-- Given data follows --

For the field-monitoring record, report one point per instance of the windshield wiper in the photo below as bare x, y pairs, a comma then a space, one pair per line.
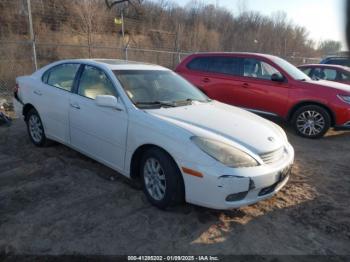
156, 103
190, 100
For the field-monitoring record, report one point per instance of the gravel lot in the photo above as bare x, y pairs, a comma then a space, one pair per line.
56, 201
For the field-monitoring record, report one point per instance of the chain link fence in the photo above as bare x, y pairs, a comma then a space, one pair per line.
88, 34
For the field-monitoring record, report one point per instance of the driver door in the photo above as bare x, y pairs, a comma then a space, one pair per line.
100, 132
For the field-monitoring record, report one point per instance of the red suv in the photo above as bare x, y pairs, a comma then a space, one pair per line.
269, 85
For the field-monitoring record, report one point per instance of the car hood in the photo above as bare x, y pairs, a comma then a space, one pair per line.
220, 121
330, 84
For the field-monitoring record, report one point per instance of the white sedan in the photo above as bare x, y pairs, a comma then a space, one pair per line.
148, 123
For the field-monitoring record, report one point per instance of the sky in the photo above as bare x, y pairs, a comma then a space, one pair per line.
324, 19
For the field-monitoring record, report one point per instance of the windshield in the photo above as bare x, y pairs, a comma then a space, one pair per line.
158, 88
294, 72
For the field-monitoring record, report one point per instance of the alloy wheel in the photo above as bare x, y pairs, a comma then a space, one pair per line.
35, 128
310, 123
154, 177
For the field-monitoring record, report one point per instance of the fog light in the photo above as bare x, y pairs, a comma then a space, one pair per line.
236, 197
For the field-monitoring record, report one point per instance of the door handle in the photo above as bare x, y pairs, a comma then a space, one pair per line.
76, 106
37, 92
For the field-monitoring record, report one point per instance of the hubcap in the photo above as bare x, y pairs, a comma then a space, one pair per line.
35, 128
310, 123
154, 177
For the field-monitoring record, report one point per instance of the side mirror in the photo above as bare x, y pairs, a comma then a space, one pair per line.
109, 101
277, 77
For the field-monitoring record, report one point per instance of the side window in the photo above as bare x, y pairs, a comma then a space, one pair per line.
317, 73
345, 76
258, 69
61, 76
329, 74
225, 65
306, 70
45, 76
198, 64
94, 82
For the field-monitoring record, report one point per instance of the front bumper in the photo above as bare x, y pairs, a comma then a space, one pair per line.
246, 185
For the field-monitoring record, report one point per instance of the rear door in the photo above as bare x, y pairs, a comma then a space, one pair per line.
53, 94
99, 132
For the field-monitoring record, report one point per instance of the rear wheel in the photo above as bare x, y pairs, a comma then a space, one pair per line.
35, 128
311, 121
162, 180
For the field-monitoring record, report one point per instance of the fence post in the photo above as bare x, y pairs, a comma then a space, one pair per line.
31, 31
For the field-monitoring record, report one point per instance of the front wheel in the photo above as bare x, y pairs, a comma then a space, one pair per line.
162, 180
311, 121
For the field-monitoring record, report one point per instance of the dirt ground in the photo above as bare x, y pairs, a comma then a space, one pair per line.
56, 201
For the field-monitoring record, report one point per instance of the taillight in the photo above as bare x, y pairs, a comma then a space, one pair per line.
15, 89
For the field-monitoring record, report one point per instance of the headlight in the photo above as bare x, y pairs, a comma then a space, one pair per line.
344, 98
225, 154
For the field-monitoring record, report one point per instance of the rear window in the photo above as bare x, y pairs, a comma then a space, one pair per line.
199, 64
338, 61
221, 65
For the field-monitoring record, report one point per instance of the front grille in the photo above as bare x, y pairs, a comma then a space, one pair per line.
273, 156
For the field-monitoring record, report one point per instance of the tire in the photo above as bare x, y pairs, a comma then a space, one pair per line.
311, 121
159, 169
35, 128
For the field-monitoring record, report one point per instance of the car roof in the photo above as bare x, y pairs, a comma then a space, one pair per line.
326, 66
116, 64
233, 53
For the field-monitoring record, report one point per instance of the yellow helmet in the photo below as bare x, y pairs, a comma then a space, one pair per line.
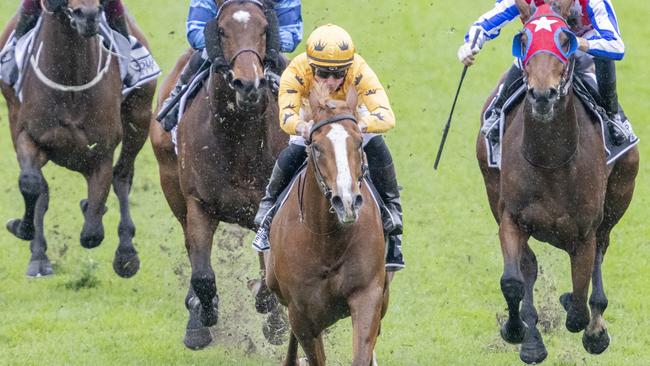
330, 46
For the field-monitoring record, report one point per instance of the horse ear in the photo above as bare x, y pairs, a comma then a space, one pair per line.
573, 43
351, 99
524, 9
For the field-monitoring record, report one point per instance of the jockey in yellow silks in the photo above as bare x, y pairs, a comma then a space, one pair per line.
331, 59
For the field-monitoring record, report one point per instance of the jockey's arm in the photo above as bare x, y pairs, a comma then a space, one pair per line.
372, 94
290, 24
201, 12
605, 40
290, 98
489, 25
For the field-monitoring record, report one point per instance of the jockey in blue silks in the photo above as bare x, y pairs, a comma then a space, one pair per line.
595, 24
201, 12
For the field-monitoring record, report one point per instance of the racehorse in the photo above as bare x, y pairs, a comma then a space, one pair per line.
554, 185
327, 243
228, 139
73, 114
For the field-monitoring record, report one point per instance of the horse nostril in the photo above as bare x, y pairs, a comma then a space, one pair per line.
238, 84
358, 201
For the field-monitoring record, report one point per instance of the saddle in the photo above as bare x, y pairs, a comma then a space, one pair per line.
586, 91
137, 65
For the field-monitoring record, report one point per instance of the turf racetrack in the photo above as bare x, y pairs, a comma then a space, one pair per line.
444, 307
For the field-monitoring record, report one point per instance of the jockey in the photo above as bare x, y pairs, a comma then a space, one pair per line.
201, 12
331, 59
595, 24
30, 11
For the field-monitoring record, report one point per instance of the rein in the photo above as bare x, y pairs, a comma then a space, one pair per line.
101, 71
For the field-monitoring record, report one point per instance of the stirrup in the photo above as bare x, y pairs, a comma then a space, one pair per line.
619, 131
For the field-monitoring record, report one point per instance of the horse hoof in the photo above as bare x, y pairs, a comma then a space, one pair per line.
20, 231
196, 339
210, 317
596, 343
565, 300
275, 328
126, 265
513, 334
532, 349
39, 268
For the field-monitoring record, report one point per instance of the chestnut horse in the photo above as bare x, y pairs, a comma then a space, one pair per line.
327, 247
73, 114
228, 140
554, 185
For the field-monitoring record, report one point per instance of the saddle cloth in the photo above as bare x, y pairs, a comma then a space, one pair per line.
137, 65
612, 152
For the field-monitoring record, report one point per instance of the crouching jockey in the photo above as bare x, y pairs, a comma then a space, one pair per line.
286, 18
595, 24
331, 59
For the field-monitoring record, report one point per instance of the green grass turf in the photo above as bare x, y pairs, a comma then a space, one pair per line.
444, 306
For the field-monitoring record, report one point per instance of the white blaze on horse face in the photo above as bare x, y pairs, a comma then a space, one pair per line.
242, 16
338, 135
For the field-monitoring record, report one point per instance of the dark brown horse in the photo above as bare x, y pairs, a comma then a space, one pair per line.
228, 140
327, 243
73, 114
555, 186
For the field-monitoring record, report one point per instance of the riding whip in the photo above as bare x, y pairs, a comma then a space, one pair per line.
453, 106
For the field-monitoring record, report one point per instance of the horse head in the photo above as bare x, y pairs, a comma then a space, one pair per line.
241, 41
336, 152
545, 48
84, 15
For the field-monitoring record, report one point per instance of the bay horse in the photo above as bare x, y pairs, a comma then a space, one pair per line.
555, 186
327, 256
228, 140
73, 114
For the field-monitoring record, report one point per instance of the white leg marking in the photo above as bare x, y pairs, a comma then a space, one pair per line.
242, 16
338, 135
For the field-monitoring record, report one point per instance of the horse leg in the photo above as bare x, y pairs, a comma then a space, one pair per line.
198, 239
94, 208
365, 310
513, 241
532, 347
275, 326
35, 191
309, 336
596, 339
135, 122
575, 303
292, 351
31, 183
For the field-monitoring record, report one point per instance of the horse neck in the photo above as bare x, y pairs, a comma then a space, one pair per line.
229, 120
66, 56
316, 208
553, 143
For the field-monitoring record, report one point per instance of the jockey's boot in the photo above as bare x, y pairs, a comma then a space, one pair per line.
168, 115
26, 21
289, 160
385, 180
492, 117
617, 123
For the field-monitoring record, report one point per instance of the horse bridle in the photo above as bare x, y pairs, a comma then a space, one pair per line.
326, 189
565, 81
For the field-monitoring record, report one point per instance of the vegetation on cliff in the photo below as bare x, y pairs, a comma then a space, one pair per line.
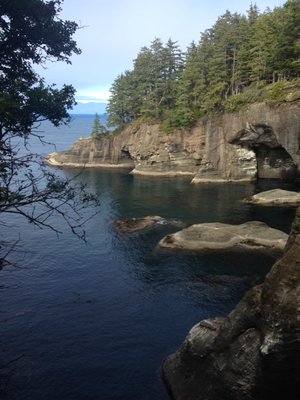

-- Given data concluded --

**What to work on:**
I would like you to retype exactly the lines running from the one containing "the jockey's boot" to the last line of the entries, both included, leaving all pictures out.

**Exercise response:**
For the field-monitoring record, report one point per instance of the jockey's boot in the photo above as bare x, y pairs, a comma then a space, one pair per line.
168, 115
26, 21
289, 160
385, 180
492, 117
617, 123
For the field-monitoring record, report one point per instance of the horse bridle in the photo above as bare x, y pairs, a comma then a space, one pair per line.
326, 189
565, 81
For the field-monitoring record, report one point per instance of the vegetation on cliff in the photo below as bare x, y pairs, a comma then a space, one pair per line.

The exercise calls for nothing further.